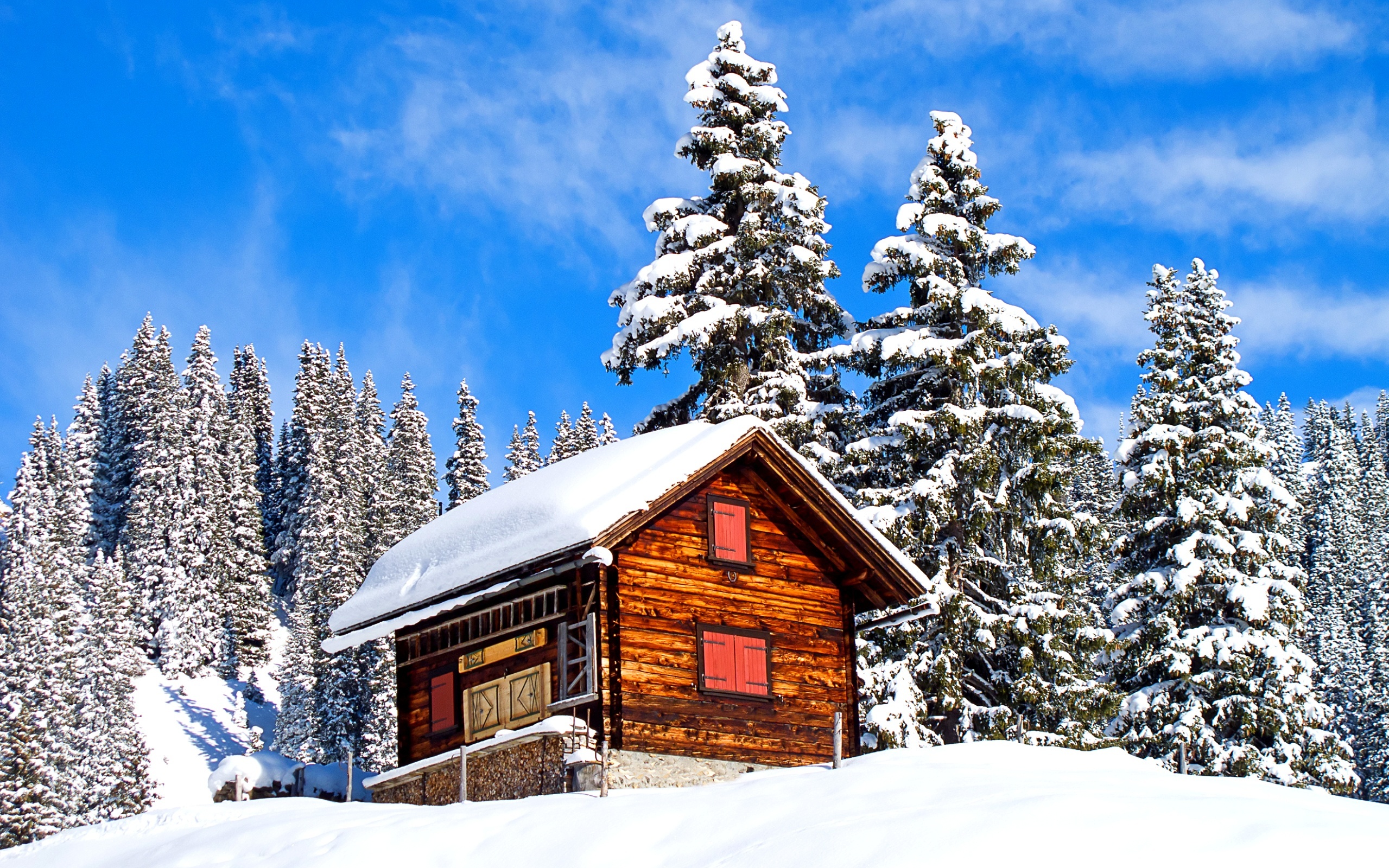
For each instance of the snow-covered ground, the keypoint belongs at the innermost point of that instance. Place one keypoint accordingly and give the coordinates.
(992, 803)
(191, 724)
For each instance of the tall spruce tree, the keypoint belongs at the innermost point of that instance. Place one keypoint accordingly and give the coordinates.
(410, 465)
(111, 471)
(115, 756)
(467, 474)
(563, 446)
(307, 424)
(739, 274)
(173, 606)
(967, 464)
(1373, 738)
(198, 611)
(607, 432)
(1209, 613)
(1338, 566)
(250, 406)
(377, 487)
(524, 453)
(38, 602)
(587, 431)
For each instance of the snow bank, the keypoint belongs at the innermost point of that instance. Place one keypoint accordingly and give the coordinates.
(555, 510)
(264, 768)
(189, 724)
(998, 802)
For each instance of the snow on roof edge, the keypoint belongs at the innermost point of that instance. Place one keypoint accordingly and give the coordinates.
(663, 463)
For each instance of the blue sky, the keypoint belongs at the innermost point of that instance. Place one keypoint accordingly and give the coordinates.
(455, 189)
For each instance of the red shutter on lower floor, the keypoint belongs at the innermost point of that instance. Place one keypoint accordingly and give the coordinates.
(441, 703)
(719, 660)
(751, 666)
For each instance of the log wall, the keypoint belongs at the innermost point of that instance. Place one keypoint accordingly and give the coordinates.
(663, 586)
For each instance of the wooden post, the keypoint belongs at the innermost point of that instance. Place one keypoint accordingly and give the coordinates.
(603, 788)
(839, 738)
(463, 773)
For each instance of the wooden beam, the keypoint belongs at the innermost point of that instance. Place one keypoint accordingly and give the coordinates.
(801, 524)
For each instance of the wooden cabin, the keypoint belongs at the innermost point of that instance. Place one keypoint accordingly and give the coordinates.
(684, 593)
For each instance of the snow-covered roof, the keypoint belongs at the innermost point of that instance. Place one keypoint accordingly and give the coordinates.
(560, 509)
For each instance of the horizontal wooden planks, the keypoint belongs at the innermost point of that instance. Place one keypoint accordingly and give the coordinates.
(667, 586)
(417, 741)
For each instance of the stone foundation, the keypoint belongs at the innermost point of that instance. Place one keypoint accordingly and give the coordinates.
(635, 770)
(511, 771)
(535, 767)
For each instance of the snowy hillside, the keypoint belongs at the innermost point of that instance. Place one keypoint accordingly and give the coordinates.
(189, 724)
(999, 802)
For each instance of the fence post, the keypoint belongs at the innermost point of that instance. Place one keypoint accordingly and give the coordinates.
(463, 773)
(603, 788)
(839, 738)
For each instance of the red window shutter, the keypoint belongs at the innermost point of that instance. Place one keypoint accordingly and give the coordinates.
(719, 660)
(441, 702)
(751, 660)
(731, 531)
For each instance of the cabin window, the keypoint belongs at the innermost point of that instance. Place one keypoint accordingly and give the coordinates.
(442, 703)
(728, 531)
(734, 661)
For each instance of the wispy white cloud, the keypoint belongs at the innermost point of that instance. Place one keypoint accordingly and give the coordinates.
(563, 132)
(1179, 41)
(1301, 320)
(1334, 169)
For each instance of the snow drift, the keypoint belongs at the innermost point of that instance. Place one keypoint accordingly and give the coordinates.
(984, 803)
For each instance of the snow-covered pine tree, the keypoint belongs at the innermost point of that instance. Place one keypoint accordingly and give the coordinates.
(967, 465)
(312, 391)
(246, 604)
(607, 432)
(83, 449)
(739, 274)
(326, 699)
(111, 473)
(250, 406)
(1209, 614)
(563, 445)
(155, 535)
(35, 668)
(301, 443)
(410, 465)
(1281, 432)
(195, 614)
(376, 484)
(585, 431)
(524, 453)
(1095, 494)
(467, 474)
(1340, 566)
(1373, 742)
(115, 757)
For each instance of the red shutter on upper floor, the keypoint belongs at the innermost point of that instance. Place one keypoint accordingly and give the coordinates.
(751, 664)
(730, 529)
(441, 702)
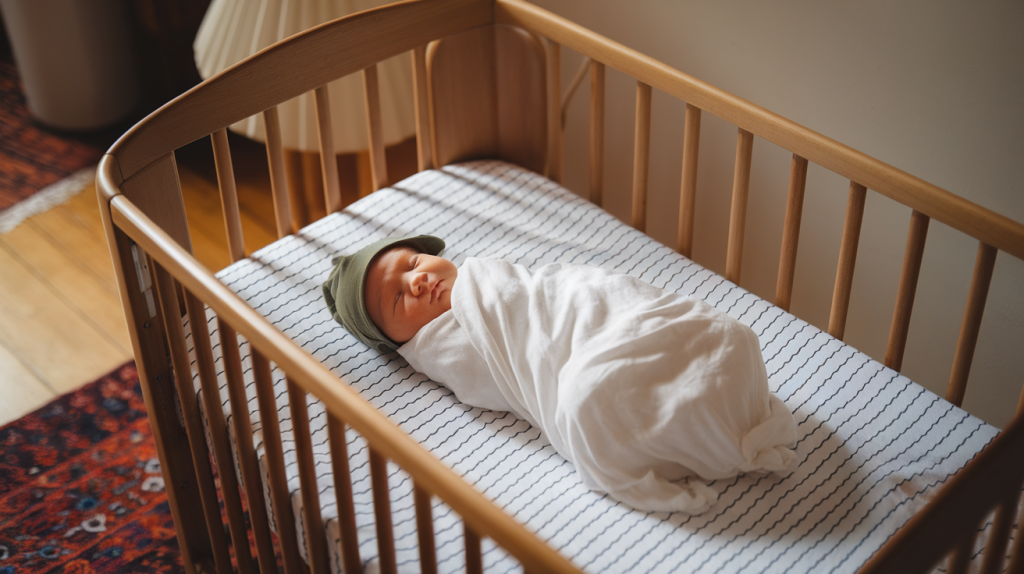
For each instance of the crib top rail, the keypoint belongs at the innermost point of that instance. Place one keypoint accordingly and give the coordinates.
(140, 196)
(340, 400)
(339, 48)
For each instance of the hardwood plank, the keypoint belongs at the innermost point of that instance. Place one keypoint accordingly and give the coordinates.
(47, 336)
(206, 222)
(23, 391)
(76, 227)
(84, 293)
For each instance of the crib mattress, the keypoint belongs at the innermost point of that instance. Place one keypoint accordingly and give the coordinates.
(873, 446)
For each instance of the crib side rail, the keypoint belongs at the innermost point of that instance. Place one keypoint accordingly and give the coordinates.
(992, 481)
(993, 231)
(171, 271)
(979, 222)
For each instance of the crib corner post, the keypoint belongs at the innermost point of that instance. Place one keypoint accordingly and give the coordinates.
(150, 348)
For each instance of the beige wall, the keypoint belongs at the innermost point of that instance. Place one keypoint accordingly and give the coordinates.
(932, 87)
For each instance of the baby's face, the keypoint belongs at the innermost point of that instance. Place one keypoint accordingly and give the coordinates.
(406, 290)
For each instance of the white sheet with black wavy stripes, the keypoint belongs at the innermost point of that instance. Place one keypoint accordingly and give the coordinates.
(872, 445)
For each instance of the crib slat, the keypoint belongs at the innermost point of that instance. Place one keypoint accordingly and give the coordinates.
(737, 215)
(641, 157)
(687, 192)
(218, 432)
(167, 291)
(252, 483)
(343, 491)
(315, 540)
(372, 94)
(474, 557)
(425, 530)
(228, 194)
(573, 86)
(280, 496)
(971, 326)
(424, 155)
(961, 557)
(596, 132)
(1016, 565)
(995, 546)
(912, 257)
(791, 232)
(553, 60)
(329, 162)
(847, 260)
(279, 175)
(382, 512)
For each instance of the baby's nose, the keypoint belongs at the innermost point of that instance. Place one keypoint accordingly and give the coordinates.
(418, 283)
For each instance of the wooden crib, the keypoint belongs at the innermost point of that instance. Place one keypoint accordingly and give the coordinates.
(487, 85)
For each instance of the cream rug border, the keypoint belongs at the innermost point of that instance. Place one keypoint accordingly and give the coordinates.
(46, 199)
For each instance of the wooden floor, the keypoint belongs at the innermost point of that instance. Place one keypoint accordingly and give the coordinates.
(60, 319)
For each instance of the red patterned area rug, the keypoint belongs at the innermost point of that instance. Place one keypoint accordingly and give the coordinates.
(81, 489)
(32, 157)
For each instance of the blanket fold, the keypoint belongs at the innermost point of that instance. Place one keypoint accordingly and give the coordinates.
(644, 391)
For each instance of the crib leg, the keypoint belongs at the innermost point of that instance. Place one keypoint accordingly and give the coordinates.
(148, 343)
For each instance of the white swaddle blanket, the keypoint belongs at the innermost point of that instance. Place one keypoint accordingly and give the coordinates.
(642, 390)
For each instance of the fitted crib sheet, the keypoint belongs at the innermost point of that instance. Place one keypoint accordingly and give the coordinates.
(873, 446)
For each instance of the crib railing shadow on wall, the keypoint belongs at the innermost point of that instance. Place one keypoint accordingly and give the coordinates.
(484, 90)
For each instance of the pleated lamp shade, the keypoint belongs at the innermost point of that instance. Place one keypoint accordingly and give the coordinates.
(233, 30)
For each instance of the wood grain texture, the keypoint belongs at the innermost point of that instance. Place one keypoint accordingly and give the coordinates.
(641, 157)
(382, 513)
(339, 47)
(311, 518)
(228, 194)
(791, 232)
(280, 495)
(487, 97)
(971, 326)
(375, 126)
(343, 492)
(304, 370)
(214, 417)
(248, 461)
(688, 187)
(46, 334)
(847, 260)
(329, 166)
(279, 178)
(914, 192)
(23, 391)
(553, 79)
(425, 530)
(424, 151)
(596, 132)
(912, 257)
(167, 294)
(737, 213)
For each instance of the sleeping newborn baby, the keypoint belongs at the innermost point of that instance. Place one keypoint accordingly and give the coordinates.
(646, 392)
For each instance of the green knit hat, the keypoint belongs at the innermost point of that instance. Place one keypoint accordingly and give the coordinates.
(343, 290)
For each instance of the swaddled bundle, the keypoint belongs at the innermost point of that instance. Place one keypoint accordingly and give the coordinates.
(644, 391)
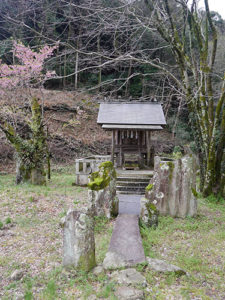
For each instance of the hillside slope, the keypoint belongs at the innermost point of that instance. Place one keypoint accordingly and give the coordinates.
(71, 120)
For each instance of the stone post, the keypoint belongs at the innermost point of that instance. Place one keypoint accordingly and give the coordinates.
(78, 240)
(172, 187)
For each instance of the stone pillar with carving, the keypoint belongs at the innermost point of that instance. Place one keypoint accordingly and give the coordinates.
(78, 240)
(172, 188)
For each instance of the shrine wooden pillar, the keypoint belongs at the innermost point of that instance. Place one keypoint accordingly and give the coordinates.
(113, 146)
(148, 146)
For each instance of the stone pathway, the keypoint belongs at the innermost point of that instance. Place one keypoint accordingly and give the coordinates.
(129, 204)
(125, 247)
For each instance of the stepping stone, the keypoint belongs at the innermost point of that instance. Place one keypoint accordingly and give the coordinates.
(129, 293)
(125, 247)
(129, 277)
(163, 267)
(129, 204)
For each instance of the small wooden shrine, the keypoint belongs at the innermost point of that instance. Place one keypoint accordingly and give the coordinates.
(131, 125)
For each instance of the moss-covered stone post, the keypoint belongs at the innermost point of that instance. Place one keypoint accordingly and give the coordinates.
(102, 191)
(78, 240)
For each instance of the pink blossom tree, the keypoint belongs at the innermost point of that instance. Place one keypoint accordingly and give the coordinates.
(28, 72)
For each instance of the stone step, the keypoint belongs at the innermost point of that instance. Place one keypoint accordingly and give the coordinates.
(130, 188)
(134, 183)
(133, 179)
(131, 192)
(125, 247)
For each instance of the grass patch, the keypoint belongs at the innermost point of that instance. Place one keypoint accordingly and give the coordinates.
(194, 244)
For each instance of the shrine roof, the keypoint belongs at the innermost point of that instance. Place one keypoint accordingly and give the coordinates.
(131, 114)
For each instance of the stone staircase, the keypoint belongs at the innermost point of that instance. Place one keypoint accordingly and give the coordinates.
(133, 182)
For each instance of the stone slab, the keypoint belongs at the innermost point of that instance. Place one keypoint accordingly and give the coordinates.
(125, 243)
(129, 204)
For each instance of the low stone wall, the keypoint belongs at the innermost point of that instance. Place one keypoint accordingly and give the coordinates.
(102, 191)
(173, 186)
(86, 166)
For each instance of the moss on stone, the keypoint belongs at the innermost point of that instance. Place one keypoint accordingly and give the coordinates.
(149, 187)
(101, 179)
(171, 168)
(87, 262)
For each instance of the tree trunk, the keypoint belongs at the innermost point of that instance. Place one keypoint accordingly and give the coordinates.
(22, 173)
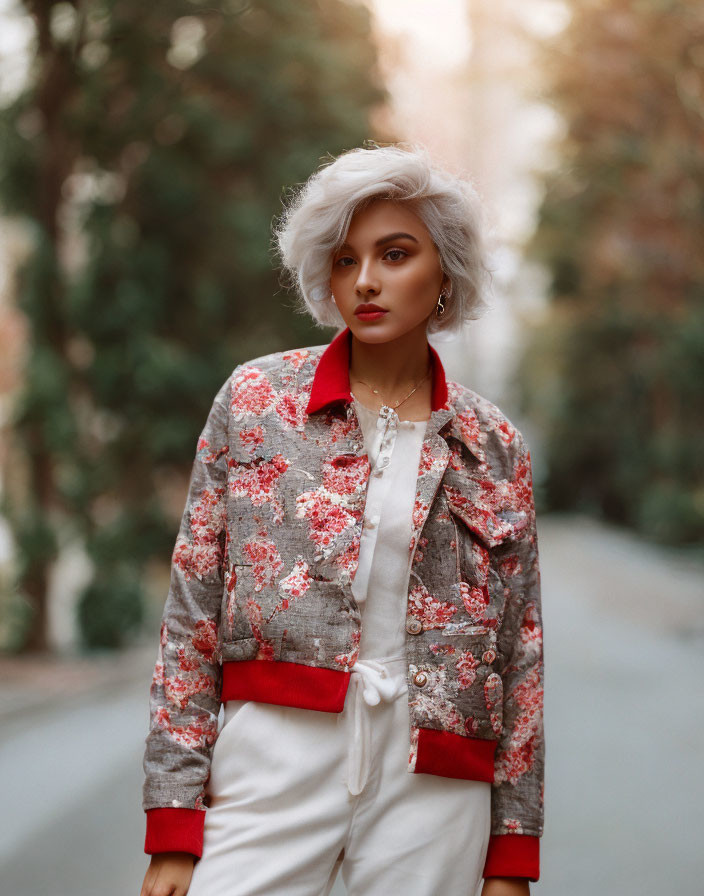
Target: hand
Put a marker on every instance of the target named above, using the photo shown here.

**The exercise**
Put the lines of the rows, from the line with "For each instance of the tree" up to and including the last line of the rows, into a Markdown table with the columns "No." and "Line", numbering each line and leaving out blank lines. Leave the pictures out of the table.

**Written solution**
| No. | Line |
|---|---|
| 1 | For each instance of the tree trunk, the keypoint belongs at the innermost point of that instance. Place one keypoint accordingly and give the coordinates. |
| 2 | (22, 173) |
| 3 | Target: hand |
| 4 | Put a marker on every instance of the target named above, using the photo shown here. |